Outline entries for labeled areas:
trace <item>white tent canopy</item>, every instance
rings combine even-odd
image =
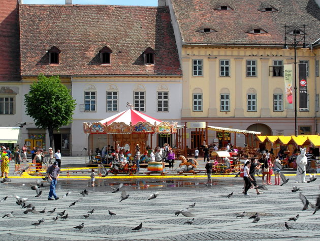
[[[0,142],[17,143],[20,127],[0,127]]]

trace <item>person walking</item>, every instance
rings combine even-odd
[[[55,161],[58,163],[58,166],[59,168],[61,168],[61,153],[60,153],[60,150],[57,150],[57,152],[54,154],[54,158],[55,158]]]
[[[207,160],[207,162],[206,164],[205,168],[206,168],[206,170],[207,171],[208,180],[207,183],[205,183],[205,185],[208,186],[212,186],[212,181],[211,180],[211,174],[212,174],[212,163],[210,161],[209,159]]]
[[[58,200],[59,198],[55,193],[55,186],[57,182],[59,180],[60,175],[60,168],[58,166],[58,162],[54,162],[53,165],[49,166],[47,169],[47,174],[49,179],[51,181],[50,185],[50,192],[48,196],[49,201],[53,201],[54,199]],[[54,199],[52,198],[52,196]]]

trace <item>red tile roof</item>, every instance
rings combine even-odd
[[[320,8],[313,0],[171,0],[184,43],[274,45],[284,43],[284,25],[306,24],[307,43],[320,32]],[[218,6],[233,10],[218,11]],[[278,11],[259,10],[273,8]],[[217,33],[199,33],[211,28]],[[267,33],[246,32],[261,28]],[[288,42],[288,43],[290,43]]]
[[[0,81],[20,80],[17,1],[0,0]]]
[[[21,74],[181,75],[169,9],[105,5],[27,5],[20,7]],[[46,52],[60,50],[58,66]],[[112,50],[111,65],[101,50]],[[154,65],[142,53],[155,51]]]

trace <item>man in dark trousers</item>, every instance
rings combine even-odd
[[[48,178],[51,181],[50,185],[50,192],[48,197],[48,200],[49,201],[53,201],[54,199],[56,200],[59,199],[55,193],[55,186],[59,179],[59,172],[60,168],[58,166],[58,162],[54,162],[53,164],[49,166],[47,170]],[[52,198],[52,196],[54,199]]]

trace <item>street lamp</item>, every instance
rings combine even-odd
[[[284,44],[283,45],[283,49],[289,49],[288,45],[286,43],[286,40],[287,39],[287,35],[291,34],[293,35],[294,40],[292,42],[292,47],[295,49],[295,136],[298,136],[298,128],[297,126],[297,47],[299,42],[301,42],[303,40],[303,43],[302,44],[302,49],[306,50],[308,49],[307,44],[306,43],[306,33],[305,33],[305,25],[301,25],[299,26],[284,26],[285,33],[284,33]],[[303,32],[301,29],[301,28],[303,28]],[[288,33],[287,31],[291,30],[290,33]],[[297,36],[298,35],[301,35],[303,34],[303,37],[299,40],[297,39]]]

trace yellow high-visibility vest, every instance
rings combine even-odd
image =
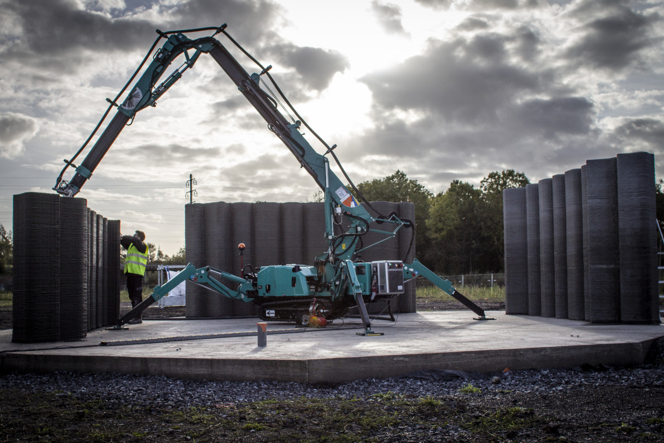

● **Exercise objective**
Transcribe the full listing above character for character, leaving out the pictures.

● **The result**
trace <item>white tent canopy</item>, every instance
rings combine even-odd
image =
[[[0,142],[17,143],[20,127],[0,127]]]

trace <item>person walking</item>, every instance
rings combine even-odd
[[[55,161],[58,163],[58,166],[59,168],[61,168],[61,153],[60,153],[60,150],[57,150],[57,152],[54,154],[54,158],[55,158]]]
[[[207,160],[207,162],[206,164],[205,168],[206,168],[206,170],[207,171],[208,180],[207,183],[205,183],[205,185],[208,186],[212,186],[212,181],[211,180],[211,174],[212,174],[212,163],[210,161],[209,159]]]
[[[58,200],[59,198],[55,193],[55,186],[57,182],[59,180],[60,175],[60,168],[58,166],[58,162],[54,162],[53,165],[49,166],[47,169],[47,174],[49,179],[51,181],[50,185],[50,192],[48,196],[49,201],[53,201],[54,199]],[[54,199],[52,198],[52,196]]]

trace <item>red tile roof</item>, every instance
rings combine even-odd
[[[320,8],[313,0],[171,0],[184,43],[274,45],[284,43],[284,25],[306,24],[307,43],[320,32]],[[218,6],[233,10],[218,11]],[[278,11],[259,10],[273,8]],[[217,33],[199,33],[211,28]],[[267,33],[246,32],[261,28]],[[288,42],[288,43],[290,43]]]
[[[0,81],[20,80],[17,1],[0,0]]]
[[[21,74],[181,75],[169,9],[105,5],[27,5],[20,7]],[[46,52],[60,50],[58,66]],[[112,50],[111,65],[101,50]],[[154,65],[142,53],[155,51]]]

trace <item>man in dark trousers</item>, every instance
rings combine even-odd
[[[48,178],[51,181],[50,185],[50,192],[48,197],[48,200],[49,201],[53,201],[54,199],[56,200],[59,199],[55,193],[55,186],[59,179],[59,172],[60,168],[58,166],[58,162],[54,162],[53,164],[49,166],[47,170]],[[52,198],[52,196],[54,199]]]

trace <item>street lamp</item>, every instance
rings combine even-odd
[[[284,44],[283,45],[283,49],[289,49],[288,45],[286,43],[286,40],[287,39],[287,35],[291,34],[293,35],[294,40],[292,42],[292,47],[295,49],[295,136],[298,136],[298,128],[297,126],[297,47],[299,42],[301,42],[303,40],[303,43],[302,44],[302,49],[306,50],[308,49],[307,44],[306,43],[306,33],[305,33],[305,25],[301,25],[299,26],[284,26],[285,33],[284,33]],[[303,32],[301,29],[301,28],[303,28]],[[288,33],[287,31],[291,30],[290,33]],[[297,36],[298,35],[301,35],[303,34],[303,37],[299,40],[297,39]]]

trace yellow high-visibility vest, every instance
rings combine even-odd
image =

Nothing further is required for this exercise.